▶ [Task objective] Pick out every line in the entries below that contains the word "boat", and copy each of those lines in full.

▶ [Dataset rows]
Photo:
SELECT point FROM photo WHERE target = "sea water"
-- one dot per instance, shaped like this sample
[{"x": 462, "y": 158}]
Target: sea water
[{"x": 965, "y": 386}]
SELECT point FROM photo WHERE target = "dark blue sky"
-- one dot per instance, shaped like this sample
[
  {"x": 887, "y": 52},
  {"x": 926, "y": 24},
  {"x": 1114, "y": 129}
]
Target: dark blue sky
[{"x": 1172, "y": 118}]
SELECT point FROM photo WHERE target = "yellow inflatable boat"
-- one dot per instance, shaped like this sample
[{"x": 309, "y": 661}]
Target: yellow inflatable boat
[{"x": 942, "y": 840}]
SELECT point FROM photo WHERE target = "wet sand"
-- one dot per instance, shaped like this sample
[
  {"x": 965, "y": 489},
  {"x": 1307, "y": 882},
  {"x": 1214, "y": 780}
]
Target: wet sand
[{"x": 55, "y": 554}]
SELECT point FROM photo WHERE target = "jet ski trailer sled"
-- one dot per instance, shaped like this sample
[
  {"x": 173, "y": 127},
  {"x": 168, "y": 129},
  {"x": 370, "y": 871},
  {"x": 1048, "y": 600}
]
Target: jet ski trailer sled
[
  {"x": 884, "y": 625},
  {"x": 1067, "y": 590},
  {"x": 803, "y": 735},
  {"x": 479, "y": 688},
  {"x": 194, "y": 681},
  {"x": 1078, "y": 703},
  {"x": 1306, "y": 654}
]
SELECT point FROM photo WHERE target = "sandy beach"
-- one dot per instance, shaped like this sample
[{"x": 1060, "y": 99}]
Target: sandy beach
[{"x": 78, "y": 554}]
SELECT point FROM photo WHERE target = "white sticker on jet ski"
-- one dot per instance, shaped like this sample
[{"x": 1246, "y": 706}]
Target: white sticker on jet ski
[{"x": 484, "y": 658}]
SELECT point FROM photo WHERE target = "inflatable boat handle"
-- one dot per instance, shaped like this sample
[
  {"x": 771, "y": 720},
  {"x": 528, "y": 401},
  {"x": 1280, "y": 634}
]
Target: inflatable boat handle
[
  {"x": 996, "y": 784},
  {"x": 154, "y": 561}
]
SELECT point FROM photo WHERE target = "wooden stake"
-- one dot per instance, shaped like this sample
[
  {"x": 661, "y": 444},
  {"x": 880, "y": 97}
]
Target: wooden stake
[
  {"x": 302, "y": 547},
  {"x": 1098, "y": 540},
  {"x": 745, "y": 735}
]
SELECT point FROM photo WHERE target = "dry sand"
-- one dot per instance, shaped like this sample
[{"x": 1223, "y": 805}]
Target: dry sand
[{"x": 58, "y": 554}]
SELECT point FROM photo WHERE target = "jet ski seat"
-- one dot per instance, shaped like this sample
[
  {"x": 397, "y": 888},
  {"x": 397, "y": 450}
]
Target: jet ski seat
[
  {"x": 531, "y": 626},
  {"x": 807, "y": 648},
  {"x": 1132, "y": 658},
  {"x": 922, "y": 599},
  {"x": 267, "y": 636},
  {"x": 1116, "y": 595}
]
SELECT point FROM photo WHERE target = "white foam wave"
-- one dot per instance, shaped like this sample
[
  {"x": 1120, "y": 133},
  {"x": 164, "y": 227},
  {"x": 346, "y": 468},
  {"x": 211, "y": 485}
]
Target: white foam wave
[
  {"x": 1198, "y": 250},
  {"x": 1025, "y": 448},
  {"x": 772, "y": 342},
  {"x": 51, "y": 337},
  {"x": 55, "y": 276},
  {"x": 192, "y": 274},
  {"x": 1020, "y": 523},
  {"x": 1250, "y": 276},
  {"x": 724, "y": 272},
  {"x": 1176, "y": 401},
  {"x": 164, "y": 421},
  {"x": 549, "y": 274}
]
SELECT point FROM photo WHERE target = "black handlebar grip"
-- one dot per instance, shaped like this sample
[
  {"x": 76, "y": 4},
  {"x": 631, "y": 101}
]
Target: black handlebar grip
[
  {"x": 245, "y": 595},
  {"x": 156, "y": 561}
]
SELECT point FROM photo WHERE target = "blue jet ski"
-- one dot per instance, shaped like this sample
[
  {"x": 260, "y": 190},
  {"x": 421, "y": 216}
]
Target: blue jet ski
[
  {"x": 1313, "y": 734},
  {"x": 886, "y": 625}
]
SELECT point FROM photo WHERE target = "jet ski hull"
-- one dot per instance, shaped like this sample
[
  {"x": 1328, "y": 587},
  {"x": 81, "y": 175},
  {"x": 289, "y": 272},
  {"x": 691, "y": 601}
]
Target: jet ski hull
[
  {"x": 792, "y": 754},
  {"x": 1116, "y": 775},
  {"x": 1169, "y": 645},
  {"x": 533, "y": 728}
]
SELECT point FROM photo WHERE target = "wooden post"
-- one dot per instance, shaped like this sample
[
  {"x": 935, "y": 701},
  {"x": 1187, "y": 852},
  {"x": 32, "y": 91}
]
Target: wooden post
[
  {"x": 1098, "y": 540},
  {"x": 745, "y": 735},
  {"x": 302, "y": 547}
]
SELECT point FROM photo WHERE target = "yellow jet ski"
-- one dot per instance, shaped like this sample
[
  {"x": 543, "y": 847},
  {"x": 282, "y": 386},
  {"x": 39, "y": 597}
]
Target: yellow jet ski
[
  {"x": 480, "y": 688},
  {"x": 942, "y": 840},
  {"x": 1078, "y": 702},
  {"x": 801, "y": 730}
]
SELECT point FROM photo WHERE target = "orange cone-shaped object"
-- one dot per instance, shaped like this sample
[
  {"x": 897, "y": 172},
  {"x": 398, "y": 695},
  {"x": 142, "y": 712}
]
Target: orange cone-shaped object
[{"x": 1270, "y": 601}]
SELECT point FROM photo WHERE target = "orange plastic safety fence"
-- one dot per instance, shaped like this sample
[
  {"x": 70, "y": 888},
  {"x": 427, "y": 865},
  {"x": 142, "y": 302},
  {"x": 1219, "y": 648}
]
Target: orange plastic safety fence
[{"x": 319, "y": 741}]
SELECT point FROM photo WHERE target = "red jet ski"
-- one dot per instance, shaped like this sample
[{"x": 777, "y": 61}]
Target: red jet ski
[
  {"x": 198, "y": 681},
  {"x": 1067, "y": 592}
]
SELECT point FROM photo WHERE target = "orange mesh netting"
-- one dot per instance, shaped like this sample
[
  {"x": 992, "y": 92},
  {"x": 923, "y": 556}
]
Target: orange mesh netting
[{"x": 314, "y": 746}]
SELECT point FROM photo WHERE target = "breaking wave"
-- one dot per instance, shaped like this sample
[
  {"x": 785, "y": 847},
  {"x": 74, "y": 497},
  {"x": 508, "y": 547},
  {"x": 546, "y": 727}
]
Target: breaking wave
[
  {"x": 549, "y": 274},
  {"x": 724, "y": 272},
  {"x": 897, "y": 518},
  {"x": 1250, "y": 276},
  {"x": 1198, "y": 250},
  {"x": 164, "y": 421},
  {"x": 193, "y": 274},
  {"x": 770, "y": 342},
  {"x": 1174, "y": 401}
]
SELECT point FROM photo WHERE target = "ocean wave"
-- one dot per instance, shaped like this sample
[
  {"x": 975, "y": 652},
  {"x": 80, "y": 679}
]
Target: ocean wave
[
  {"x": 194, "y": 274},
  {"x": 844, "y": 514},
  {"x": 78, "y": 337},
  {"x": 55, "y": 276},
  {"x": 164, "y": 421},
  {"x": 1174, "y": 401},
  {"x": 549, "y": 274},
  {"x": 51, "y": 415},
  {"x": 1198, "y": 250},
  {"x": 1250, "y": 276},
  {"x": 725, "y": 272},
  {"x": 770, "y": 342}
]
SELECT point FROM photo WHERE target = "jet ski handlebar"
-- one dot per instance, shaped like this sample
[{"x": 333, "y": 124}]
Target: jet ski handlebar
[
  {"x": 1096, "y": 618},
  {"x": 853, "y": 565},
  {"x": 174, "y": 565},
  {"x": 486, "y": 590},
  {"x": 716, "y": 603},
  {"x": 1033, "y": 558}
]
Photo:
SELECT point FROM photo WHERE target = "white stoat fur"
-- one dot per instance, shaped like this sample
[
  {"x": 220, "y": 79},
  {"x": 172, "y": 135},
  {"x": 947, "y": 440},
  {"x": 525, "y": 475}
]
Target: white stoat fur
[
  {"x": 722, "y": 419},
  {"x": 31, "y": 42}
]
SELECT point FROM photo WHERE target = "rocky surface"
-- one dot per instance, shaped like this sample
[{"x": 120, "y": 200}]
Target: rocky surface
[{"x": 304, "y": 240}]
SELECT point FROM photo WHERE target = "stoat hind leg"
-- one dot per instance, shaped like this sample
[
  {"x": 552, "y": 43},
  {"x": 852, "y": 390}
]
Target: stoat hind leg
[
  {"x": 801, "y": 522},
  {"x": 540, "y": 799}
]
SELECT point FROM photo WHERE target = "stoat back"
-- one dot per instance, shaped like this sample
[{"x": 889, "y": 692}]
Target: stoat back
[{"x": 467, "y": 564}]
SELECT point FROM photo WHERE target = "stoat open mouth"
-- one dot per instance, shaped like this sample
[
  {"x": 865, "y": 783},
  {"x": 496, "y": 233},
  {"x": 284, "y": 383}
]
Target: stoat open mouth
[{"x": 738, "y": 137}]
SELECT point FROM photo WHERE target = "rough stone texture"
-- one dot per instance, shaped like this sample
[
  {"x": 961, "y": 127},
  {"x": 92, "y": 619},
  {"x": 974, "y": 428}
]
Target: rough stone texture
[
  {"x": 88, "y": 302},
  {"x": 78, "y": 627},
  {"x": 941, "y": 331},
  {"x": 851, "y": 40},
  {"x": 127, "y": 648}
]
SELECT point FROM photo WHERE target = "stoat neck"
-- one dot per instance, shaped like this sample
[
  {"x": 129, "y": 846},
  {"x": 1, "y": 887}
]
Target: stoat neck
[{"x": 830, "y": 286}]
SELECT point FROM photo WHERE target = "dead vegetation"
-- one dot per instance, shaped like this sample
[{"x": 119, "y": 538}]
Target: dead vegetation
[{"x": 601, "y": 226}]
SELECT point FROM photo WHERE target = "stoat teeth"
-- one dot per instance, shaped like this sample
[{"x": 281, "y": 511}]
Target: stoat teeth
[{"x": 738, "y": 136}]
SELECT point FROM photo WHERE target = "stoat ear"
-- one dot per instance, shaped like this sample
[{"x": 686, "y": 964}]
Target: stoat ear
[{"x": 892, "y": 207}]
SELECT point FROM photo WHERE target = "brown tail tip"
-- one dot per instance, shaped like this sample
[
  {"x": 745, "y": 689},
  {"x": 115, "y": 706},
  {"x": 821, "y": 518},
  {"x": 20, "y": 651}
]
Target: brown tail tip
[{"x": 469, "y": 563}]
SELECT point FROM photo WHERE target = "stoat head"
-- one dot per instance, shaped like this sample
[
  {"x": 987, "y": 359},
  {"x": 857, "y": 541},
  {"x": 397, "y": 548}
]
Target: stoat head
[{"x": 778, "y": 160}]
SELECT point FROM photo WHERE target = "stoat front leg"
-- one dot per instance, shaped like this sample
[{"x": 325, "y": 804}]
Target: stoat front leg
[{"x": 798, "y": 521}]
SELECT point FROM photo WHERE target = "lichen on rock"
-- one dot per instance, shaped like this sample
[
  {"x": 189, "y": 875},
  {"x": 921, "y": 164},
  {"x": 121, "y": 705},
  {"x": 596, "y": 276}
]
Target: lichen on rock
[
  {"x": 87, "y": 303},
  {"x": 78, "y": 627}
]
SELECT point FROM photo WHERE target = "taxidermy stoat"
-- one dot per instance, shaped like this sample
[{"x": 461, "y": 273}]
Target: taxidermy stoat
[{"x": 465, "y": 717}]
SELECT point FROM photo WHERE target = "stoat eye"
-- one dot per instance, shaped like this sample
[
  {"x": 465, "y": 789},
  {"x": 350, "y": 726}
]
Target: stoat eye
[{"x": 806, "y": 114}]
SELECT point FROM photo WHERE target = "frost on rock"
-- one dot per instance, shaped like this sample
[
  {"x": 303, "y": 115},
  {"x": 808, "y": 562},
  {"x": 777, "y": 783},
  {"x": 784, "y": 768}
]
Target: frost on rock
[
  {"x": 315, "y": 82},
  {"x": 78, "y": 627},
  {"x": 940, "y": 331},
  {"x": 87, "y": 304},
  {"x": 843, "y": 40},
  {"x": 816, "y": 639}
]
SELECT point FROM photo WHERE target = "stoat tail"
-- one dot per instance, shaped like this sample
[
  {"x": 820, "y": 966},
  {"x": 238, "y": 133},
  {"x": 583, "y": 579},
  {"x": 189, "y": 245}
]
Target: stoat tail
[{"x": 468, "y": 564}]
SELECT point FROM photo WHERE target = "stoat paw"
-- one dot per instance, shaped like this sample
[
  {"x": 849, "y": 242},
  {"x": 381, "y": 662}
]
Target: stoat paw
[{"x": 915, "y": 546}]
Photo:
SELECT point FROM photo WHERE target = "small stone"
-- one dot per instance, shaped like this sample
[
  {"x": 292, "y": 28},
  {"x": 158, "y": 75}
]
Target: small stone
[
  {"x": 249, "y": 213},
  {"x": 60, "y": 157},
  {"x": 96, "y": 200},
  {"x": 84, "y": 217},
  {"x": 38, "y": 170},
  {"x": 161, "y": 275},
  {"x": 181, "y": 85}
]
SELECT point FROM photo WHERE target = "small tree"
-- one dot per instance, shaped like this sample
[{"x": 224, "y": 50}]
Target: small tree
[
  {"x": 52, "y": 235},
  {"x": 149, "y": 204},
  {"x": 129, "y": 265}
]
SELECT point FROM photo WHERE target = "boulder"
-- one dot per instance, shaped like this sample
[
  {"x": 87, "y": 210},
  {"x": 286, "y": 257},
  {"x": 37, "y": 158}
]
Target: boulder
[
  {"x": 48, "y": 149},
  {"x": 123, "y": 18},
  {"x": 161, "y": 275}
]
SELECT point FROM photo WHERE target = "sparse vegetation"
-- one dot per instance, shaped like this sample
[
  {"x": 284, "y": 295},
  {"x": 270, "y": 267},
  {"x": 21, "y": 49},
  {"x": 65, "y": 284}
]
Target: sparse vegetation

▶ [Completed exercise]
SELECT point FROM photo WHERE target = "yellow inflatable boat"
Target: yellow inflatable boat
SELECT point FROM photo WHERE target = "inflatable boat handle"
Target: inflatable boat handle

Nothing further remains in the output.